# Required work
Restate verbatim the span of lines below between the line with "# Target: blue tarpaulin on roof" and the line with "# Target: distant building roof", including those two lines, and only that span.

# Records from a collection
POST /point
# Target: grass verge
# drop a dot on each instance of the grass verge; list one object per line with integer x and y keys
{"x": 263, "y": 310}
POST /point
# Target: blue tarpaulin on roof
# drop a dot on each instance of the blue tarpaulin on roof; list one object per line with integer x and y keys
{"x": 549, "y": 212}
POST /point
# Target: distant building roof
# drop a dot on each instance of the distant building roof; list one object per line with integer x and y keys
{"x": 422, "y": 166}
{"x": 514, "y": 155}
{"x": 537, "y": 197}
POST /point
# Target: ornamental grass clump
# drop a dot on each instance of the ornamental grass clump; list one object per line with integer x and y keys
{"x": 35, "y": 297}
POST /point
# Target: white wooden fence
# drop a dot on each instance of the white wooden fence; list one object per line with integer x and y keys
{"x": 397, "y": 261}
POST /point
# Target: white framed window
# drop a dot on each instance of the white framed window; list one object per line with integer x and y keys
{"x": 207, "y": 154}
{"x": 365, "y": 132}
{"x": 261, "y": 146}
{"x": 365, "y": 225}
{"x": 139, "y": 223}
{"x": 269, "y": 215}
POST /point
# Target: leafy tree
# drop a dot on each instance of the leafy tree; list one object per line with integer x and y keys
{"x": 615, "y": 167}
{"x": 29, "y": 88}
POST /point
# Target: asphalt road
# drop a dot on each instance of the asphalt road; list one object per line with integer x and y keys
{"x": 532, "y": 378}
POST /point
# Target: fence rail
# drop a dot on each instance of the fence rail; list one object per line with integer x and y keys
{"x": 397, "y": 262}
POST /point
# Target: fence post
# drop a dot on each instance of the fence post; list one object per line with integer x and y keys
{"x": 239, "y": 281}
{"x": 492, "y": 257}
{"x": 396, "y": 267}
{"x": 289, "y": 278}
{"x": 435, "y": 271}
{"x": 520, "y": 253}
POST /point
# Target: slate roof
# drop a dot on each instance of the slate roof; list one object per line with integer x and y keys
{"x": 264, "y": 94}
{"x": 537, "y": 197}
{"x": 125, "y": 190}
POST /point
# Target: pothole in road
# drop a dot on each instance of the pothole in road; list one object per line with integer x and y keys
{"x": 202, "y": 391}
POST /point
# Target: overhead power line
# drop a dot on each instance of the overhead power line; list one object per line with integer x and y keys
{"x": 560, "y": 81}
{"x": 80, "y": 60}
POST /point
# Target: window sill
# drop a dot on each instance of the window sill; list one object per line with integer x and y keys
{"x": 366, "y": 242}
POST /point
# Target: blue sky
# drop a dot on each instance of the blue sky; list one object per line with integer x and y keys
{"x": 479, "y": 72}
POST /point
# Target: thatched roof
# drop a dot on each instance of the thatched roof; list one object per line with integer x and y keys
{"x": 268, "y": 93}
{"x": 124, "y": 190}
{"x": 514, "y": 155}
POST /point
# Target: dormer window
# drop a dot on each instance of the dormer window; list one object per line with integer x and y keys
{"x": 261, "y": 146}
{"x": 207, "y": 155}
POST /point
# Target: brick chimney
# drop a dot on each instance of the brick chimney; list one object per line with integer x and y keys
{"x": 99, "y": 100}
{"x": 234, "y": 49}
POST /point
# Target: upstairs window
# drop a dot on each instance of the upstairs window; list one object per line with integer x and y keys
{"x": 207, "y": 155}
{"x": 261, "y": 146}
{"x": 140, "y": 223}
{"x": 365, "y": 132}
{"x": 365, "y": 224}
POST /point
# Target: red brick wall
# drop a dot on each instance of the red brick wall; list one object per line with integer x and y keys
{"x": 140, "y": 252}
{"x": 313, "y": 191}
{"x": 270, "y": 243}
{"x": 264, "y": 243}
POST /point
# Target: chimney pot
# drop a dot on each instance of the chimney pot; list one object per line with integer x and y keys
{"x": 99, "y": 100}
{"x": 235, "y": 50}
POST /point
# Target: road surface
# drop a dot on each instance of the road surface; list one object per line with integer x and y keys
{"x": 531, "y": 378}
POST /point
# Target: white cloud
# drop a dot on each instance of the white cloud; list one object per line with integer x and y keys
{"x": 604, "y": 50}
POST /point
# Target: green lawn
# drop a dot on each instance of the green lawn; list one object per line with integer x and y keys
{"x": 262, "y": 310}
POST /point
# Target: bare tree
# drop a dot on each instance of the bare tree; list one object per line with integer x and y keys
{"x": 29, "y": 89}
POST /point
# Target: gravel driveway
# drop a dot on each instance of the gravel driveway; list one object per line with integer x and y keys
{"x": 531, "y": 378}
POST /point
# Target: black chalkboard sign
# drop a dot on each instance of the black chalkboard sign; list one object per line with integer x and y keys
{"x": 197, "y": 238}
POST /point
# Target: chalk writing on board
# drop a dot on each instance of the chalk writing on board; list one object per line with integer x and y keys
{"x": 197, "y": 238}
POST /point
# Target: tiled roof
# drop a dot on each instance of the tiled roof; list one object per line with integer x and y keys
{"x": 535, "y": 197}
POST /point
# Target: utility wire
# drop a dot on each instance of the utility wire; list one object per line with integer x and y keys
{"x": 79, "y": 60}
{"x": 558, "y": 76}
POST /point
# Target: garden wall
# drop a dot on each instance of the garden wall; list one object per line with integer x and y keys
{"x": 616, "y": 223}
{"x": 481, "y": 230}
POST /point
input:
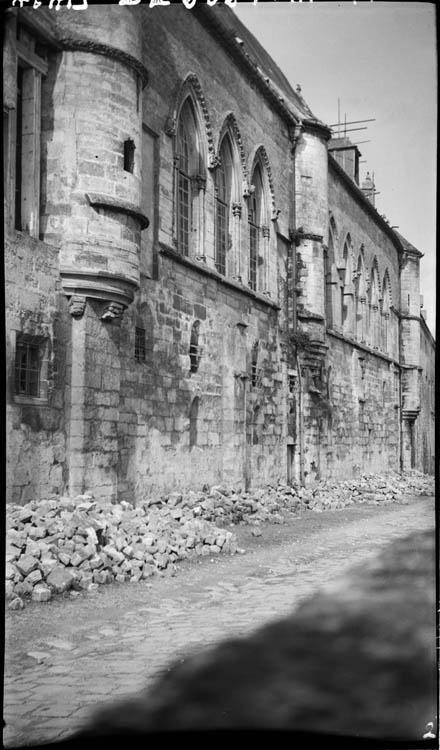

# Result of this task
# Target: blue tarpaulin on roof
# drop a dot on each instance of the blue tarpaulin on roof; list one object per line with integer x and y keys
{"x": 549, "y": 212}
POST /point
# Target: distant building roof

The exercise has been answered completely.